▶ _REQUIREMENT_:
Beginning at the line containing "Verify that every instance of the beige" and continuing to the end of the records below, give each line again exactly as it stands, and only those lines.

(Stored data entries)

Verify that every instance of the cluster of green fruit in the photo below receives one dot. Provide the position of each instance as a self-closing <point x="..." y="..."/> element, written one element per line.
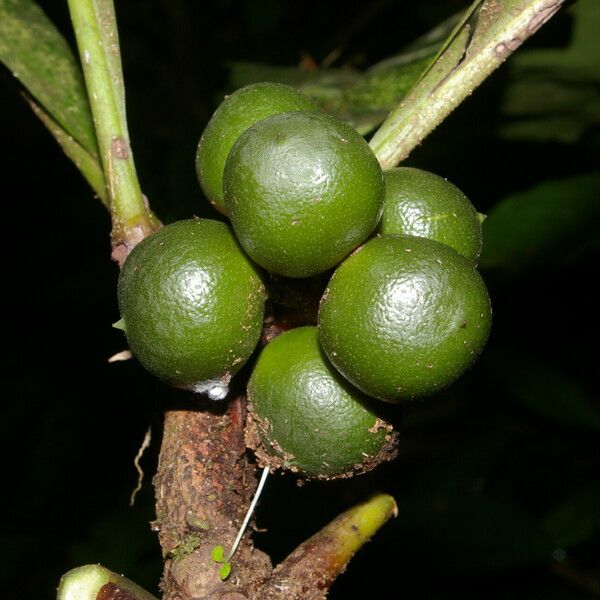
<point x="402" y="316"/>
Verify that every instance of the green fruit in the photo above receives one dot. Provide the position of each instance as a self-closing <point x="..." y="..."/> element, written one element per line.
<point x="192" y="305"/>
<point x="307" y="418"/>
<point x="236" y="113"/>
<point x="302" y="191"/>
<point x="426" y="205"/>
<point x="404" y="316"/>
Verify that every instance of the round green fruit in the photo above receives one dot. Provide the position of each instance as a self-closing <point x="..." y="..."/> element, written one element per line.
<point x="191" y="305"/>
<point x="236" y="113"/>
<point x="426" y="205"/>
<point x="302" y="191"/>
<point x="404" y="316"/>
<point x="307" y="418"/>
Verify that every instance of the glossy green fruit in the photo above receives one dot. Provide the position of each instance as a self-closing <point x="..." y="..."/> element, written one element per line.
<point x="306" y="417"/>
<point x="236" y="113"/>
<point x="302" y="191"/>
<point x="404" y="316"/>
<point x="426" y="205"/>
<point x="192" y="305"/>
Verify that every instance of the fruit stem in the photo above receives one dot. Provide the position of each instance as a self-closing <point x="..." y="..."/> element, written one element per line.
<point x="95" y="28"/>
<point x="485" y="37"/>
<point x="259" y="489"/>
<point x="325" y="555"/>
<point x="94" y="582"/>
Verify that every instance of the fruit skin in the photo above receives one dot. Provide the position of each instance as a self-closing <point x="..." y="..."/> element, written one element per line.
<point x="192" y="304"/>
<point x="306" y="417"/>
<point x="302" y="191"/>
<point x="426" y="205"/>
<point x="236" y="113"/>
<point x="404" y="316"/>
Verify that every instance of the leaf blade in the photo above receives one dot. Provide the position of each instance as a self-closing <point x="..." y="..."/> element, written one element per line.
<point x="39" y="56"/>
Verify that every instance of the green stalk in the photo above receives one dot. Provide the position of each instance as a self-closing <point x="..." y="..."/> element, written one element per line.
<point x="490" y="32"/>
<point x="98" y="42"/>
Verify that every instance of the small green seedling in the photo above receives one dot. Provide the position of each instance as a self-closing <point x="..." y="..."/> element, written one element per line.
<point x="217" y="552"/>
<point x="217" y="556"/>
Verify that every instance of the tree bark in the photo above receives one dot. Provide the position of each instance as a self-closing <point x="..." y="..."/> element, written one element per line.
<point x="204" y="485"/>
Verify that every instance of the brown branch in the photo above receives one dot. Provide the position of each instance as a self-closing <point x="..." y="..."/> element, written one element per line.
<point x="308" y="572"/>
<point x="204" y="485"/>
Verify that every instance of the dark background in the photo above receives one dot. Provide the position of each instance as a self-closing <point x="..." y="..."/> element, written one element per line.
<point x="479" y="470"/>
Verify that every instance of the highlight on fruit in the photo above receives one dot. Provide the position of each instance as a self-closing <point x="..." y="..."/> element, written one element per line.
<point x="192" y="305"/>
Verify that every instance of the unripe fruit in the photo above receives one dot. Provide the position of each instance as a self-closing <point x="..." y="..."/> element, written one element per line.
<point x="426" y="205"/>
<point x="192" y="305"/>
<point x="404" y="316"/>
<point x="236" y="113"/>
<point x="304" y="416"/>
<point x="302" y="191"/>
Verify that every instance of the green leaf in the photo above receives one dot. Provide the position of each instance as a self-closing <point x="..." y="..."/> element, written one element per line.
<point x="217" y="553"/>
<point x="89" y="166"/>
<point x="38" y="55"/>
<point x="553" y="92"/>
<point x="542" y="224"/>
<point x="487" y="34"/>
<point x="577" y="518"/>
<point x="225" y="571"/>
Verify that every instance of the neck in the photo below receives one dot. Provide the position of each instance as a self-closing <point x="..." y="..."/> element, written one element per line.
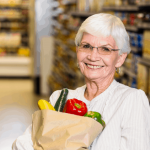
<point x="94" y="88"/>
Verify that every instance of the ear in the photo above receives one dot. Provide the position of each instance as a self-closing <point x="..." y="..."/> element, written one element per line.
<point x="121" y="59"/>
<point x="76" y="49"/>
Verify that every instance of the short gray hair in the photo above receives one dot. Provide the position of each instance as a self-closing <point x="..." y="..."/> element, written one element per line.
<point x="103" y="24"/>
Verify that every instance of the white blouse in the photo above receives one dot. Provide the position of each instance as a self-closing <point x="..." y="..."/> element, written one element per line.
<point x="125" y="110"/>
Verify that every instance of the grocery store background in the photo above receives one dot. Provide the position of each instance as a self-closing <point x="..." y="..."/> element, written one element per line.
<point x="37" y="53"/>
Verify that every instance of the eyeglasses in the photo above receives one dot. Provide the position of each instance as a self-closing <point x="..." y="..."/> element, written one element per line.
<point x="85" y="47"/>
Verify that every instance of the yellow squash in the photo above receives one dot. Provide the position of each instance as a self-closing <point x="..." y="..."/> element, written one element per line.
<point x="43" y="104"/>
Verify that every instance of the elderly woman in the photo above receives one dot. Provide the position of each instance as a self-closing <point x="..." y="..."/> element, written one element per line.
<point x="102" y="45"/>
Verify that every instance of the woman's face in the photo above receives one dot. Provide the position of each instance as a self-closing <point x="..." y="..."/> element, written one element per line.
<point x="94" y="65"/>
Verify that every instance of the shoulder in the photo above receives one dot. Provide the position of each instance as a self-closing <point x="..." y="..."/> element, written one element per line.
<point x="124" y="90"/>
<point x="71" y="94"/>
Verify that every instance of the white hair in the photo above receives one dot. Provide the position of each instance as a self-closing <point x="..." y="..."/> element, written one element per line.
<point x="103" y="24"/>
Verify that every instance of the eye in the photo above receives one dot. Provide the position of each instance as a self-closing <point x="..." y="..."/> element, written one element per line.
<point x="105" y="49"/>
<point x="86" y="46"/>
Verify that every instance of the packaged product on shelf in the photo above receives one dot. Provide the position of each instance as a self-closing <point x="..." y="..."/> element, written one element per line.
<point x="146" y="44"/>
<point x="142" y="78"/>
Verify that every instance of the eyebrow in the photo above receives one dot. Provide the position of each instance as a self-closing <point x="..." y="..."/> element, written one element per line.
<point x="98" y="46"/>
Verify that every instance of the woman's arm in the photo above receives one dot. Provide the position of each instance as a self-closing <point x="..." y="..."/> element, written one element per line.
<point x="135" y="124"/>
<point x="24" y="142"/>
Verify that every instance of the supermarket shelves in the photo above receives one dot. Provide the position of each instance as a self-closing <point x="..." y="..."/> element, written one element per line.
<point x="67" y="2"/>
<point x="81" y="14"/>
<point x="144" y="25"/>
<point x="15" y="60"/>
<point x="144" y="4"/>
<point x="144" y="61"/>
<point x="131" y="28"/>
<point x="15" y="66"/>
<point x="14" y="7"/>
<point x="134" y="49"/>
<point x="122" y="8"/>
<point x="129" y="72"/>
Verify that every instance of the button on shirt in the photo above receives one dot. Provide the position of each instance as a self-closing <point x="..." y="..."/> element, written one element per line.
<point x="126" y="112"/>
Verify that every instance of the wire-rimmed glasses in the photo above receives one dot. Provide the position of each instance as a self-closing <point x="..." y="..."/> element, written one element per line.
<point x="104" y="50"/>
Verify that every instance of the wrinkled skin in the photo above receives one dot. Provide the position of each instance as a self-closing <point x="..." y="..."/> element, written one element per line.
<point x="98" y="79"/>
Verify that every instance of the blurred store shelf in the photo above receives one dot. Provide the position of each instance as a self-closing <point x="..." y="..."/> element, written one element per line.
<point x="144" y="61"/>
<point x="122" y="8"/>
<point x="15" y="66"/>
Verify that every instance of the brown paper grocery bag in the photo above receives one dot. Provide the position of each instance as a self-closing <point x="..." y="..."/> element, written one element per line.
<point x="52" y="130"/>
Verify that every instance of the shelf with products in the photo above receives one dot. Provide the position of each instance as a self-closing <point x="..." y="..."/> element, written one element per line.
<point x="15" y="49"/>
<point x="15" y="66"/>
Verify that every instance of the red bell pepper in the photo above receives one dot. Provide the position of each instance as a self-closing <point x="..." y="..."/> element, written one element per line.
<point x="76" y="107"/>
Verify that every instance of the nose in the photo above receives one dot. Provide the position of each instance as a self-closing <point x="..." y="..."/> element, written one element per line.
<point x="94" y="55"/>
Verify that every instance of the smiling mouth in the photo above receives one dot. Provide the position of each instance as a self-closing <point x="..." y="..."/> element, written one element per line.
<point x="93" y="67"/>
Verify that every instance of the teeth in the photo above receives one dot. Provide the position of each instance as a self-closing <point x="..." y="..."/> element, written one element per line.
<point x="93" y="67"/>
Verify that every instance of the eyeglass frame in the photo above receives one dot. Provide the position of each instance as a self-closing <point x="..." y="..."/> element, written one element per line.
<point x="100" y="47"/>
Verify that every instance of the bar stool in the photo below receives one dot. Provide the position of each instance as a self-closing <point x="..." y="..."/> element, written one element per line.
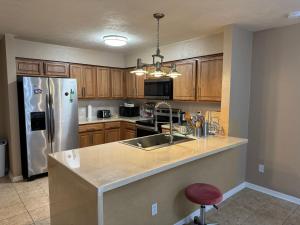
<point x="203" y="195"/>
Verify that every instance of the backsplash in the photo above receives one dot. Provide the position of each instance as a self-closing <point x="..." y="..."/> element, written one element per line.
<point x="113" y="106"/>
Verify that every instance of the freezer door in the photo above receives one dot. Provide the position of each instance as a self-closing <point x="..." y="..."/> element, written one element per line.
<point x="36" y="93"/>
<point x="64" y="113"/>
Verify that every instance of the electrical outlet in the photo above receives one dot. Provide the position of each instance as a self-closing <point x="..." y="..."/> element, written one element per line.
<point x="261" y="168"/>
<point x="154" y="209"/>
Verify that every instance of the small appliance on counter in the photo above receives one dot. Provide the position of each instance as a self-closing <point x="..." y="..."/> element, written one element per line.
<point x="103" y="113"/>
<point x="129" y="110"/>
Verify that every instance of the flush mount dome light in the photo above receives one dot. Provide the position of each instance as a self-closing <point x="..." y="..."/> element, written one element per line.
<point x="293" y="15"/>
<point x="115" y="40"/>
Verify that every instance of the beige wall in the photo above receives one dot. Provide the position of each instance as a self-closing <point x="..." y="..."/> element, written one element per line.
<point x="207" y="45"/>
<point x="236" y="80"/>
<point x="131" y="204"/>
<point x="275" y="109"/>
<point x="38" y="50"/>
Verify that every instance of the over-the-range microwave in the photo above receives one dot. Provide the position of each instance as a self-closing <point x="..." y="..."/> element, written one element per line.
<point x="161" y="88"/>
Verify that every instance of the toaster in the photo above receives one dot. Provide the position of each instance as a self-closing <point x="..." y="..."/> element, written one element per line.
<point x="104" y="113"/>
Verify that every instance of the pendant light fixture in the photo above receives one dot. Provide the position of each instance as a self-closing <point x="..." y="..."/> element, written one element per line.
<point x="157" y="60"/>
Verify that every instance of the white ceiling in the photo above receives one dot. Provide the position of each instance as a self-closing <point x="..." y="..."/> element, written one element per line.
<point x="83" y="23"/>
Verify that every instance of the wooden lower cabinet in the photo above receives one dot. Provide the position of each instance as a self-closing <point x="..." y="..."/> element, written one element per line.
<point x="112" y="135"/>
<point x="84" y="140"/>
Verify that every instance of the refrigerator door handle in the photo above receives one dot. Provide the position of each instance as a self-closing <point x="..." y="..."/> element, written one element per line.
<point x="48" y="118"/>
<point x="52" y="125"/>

▶ _TASK RESPONSE_:
Verify that every instance of the beige wall in the photo above receives one dot. Provide the position of each instance as a self-closing <point x="..." y="..."/> element, written one element per line.
<point x="207" y="45"/>
<point x="236" y="80"/>
<point x="131" y="204"/>
<point x="275" y="109"/>
<point x="38" y="50"/>
Verify that every instance of the over-the-range microwave in the photo above receives one dot. Provide the position of each instance as a self-closing <point x="..." y="..."/> element, written one element per line.
<point x="161" y="88"/>
Verify that every instance of the toaster in the photo above receives one dot. Provide the position of each instance as a self-closing <point x="..." y="..."/> element, written one element per line.
<point x="104" y="113"/>
Verify that every instance of the pendant light fixture in the photo above receives one dot. Provide the position of each instance as a self-closing <point x="..." y="..."/> element, written one element per line.
<point x="157" y="60"/>
Verify that every instance of the white ceiling in the photo above receives one dot. Provide the position of each instance as a self-closing <point x="..." y="..."/> element, written one element per line.
<point x="83" y="23"/>
Verify that every instance of the wooden lower cabinet in the photo above receives one dot. Provide the position of each instance as a self-closing <point x="..." y="..."/> element, written one element per line.
<point x="112" y="135"/>
<point x="84" y="140"/>
Verify that every instance of the refrigerator door handle in the photo above receives one dot. Provide the position of each instance as a self-closing <point x="..." y="..."/> element, written one element per line.
<point x="48" y="118"/>
<point x="52" y="125"/>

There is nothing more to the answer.